╭─ Raw data

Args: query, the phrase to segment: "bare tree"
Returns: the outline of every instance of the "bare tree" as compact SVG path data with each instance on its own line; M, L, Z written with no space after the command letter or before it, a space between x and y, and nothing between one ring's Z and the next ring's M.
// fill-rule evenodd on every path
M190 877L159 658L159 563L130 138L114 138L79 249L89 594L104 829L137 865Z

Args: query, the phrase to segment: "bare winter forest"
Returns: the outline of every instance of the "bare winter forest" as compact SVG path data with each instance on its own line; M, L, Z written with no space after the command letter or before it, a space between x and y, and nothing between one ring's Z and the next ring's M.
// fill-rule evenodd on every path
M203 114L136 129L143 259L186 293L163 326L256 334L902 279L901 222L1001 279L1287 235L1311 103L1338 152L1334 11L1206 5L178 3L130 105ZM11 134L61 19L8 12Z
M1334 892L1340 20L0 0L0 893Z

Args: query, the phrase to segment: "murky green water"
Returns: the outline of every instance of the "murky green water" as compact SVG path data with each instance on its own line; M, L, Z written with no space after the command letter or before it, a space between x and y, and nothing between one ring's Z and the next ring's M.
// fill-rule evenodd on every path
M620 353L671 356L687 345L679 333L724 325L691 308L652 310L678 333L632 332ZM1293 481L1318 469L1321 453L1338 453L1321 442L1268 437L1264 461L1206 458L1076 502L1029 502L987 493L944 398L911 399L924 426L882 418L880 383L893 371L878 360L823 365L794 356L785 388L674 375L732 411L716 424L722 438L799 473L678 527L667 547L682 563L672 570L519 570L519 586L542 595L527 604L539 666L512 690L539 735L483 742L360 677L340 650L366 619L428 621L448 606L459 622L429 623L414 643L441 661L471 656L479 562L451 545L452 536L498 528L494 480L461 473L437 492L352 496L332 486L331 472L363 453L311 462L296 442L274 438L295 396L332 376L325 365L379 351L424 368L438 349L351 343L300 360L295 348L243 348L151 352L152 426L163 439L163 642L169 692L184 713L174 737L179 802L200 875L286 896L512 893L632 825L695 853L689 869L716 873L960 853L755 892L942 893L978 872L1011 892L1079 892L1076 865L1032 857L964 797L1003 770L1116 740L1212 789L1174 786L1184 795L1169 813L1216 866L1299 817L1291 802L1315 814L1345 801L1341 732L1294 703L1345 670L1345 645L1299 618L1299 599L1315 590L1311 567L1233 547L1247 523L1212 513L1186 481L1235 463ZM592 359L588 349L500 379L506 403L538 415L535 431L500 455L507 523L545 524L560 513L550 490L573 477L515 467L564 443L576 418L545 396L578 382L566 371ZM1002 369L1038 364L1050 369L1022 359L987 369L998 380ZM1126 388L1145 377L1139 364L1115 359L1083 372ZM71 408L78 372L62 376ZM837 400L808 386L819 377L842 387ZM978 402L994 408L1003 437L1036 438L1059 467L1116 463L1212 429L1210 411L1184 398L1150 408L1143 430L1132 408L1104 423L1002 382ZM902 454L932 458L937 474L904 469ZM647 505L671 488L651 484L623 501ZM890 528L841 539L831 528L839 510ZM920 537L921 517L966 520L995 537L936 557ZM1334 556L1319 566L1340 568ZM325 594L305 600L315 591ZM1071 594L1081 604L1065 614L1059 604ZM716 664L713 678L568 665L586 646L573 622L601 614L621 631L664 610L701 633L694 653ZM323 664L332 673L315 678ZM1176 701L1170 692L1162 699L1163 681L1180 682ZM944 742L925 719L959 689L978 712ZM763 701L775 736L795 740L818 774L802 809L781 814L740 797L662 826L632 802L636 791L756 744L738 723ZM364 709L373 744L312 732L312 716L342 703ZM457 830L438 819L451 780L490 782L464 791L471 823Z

╰─

> Set problem: Rewrite every item above as a two-column CSV with the header row "query_text,svg_path". Put each item's text and its answer in one row, wrapping each field in double quotes and replacing any line breaks with spaces.

> Output of the task:
query_text,svg_path
"Args: query, the phrase to segment: ""bare tree"" Returns: the outline of every instance of the ""bare tree"" as compact SVG path data with each instance on its own line; M, L, Z written with no space after the command letter or before it, a space between x and y, and nothing between one ring's Z and the next ring's M. // fill-rule evenodd on every path","M190 877L159 658L159 563L130 138L114 138L79 249L89 594L104 829L137 865Z"
"Args: query, the phrase to segment: ""bare winter forest"" Returns: the outline of every instance of the ""bare winter forest"" as compact SVG path data with each instance on its own line; M, L, Z written with no space after the command letter or before it, a space between x and y, and nothing between one ring's Z and the next ring's M. // fill-rule evenodd on every path","M203 114L136 129L143 259L186 293L163 326L256 334L902 279L901 222L1001 279L1287 235L1311 103L1338 152L1334 11L1206 5L178 3L130 105ZM11 134L61 19L8 12Z M1334 892L1340 20L0 0L0 893Z"
"Args: query, the phrase to segment: ""murky green water"" Returns: the outline of every instance of the ""murky green water"" as compact SVG path data with each instance on its own line; M, L, Z written with no space after the command letter or before it, a space between x and y, and nothing between one ring's Z and the next ring's M. // fill-rule evenodd on every path","M620 353L671 356L687 345L679 333L724 325L691 308L652 310L678 333L632 332ZM1293 481L1318 469L1321 453L1338 453L1321 442L1268 437L1264 461L1206 458L1076 502L1029 502L987 493L944 398L911 399L924 426L882 418L880 383L893 371L878 360L823 365L794 356L785 388L674 375L732 411L716 424L722 438L799 473L678 527L667 547L682 563L672 570L519 570L519 586L542 595L527 604L539 666L512 690L539 735L483 742L360 677L340 650L366 619L428 621L448 606L459 622L429 623L414 643L441 661L471 656L479 562L451 545L452 536L498 528L494 480L461 473L437 492L352 496L332 486L331 472L363 453L311 462L296 442L274 438L295 396L332 376L325 365L379 351L424 368L438 349L351 343L300 360L295 348L243 348L151 352L152 426L163 439L163 642L169 692L184 713L174 737L179 802L200 875L286 896L512 893L632 825L695 853L689 869L716 873L960 853L755 892L942 893L978 872L1011 892L1079 892L1076 865L1032 857L964 797L1003 770L1116 740L1212 789L1174 786L1184 795L1169 813L1216 866L1299 817L1291 802L1315 814L1345 801L1341 732L1294 703L1345 670L1345 645L1299 618L1299 599L1315 590L1311 567L1233 547L1247 523L1212 513L1186 481L1235 463ZM592 359L588 349L500 379L506 403L538 415L535 431L500 455L507 523L545 524L560 513L550 490L573 477L515 467L564 443L576 418L545 396L578 382L566 371ZM1002 369L1038 364L1050 369L1022 359L987 369L998 380ZM1126 388L1145 377L1139 364L1115 359L1083 372ZM71 408L78 372L62 376ZM837 400L808 386L819 377L842 387ZM978 402L994 408L1003 437L1036 438L1059 467L1116 463L1212 429L1210 411L1184 398L1150 408L1143 430L1132 408L1104 423L1002 382ZM902 454L932 458L937 474L904 469ZM647 505L671 488L651 484L623 501ZM890 528L841 539L831 528L839 510ZM920 537L921 517L966 520L995 537L936 557ZM1334 556L1319 566L1340 568ZM325 594L305 600L315 591ZM1071 594L1081 604L1065 614L1059 604ZM716 664L713 678L568 665L586 646L573 622L601 614L621 631L664 610L701 633L694 653ZM323 664L332 673L315 678ZM1176 701L1170 692L1162 699L1163 681L1180 682ZM944 742L925 719L959 689L978 712ZM763 701L775 736L795 740L818 774L802 809L781 814L740 797L662 826L632 802L636 791L756 744L738 723ZM364 709L373 744L312 732L312 716L342 703ZM457 830L438 819L451 780L490 782L464 791L471 823Z"